- **Data excerpts**
☆ ☆ ☆ ☆ ☆ ☆ ☆

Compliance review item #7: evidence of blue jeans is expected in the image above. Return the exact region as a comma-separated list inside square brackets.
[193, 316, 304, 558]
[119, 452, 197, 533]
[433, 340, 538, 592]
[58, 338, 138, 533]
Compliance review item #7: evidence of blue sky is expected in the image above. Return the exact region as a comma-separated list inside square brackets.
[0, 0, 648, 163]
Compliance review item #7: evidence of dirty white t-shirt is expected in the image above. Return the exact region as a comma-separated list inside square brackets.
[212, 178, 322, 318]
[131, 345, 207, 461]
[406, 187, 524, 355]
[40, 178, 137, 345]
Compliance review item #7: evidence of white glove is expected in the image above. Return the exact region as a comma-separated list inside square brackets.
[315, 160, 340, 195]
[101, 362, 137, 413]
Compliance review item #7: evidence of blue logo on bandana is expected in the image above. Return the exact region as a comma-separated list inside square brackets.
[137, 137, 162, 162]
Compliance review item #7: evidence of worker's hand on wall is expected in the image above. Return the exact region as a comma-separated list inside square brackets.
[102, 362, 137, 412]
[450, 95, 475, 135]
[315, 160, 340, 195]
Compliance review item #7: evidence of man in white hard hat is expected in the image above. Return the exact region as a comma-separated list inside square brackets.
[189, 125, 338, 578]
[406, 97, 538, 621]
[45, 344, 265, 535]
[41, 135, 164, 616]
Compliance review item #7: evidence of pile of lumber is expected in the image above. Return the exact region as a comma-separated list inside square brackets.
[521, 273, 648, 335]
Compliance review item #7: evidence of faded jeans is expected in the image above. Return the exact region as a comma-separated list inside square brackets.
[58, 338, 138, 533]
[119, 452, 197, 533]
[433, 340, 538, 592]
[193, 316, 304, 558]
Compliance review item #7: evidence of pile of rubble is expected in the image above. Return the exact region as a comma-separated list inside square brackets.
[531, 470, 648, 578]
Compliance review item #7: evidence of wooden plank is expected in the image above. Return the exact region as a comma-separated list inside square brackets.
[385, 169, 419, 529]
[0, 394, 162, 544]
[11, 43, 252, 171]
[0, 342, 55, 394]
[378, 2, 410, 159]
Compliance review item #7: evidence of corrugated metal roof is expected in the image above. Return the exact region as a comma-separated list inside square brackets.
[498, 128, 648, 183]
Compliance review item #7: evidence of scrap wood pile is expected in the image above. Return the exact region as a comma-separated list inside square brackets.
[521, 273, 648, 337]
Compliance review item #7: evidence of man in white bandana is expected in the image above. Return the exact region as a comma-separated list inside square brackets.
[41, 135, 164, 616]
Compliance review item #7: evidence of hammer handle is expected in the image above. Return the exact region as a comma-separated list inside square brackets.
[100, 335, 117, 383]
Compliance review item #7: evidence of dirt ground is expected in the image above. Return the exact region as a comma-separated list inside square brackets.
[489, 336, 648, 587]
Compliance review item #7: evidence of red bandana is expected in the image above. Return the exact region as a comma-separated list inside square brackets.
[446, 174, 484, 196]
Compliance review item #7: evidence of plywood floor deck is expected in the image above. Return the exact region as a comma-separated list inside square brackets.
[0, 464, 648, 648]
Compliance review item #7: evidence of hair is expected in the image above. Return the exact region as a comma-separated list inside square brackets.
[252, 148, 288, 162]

☆ ☆ ☆ ☆ ☆ ☆ ☆

- **What to do**
Please gather every line in the data above that contains the word "bandana" and copy each one in full.

- **Answer below**
Compliance review item #7: evidence of blue logo on bandana is expected in the image above. Return the exact region as a comma-separated list inside square brackets.
Compliance review item #7: evidence of man in white bandana is expected in the image above. Return the exact region as a comma-separated list inside square brackets.
Compliance review item #7: evidence of red bandana is expected in the image above. Return the exact region as a comma-separated list inside square brackets.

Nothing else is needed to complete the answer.